WHAT TO DO — Pull out every line in the entries below that contains the word "dense", copying each one in full.

— BEGIN RECORDS FOR THIS TASK —

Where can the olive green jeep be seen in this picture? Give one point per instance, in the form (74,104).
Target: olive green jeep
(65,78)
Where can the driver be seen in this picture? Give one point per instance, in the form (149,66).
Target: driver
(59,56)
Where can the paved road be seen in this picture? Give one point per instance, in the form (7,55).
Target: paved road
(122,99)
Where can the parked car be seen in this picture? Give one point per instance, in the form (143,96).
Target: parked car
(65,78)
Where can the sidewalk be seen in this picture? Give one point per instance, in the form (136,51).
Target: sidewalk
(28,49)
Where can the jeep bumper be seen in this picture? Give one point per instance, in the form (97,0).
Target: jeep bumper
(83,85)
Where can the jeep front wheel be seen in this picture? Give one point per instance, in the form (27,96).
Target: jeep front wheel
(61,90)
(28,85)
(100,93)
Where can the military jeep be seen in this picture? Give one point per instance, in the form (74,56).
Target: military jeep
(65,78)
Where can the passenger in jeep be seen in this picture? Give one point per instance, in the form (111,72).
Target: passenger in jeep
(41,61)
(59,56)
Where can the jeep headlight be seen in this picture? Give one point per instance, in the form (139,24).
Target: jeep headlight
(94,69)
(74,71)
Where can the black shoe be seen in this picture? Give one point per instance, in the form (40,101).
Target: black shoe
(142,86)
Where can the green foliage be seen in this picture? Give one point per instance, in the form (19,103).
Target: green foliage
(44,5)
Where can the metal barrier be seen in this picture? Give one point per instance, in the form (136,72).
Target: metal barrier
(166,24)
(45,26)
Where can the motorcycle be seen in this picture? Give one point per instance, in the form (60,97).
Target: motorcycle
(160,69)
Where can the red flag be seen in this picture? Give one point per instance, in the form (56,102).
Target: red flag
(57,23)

— END RECORDS FOR THIS TASK —
— BEGIN RECORDS FOR THIS TASK —

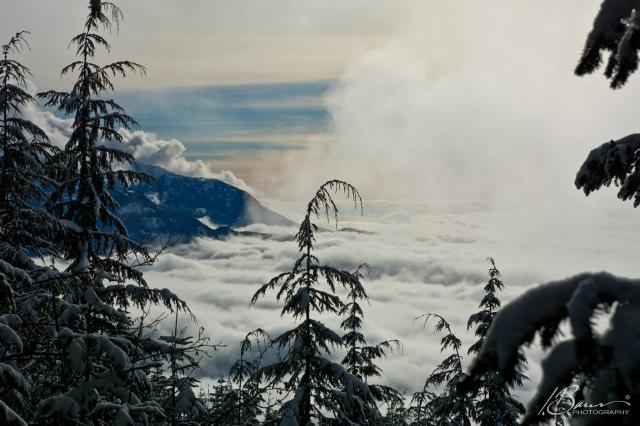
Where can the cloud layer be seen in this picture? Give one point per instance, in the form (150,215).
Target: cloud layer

— END RECORDS FOR THIS TASK —
— BEGIN RECORDS FOR THIS TASK —

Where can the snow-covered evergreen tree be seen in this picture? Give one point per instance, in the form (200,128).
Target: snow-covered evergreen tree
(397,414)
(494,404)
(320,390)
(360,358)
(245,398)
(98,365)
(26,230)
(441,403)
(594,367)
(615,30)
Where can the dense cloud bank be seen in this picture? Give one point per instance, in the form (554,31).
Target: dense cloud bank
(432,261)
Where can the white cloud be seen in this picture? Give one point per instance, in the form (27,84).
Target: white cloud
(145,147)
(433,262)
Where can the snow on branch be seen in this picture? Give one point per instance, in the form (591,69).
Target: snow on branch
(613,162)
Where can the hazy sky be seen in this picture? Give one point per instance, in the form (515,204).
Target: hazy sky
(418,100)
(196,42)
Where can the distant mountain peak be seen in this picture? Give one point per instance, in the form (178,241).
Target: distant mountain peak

— END RECORDS FOR THIS TASK —

THE RESPONSE —
Where can the dense cloud bank be seen in this picture? Give one point per instance, in the form (554,31).
Target: dense cloud bank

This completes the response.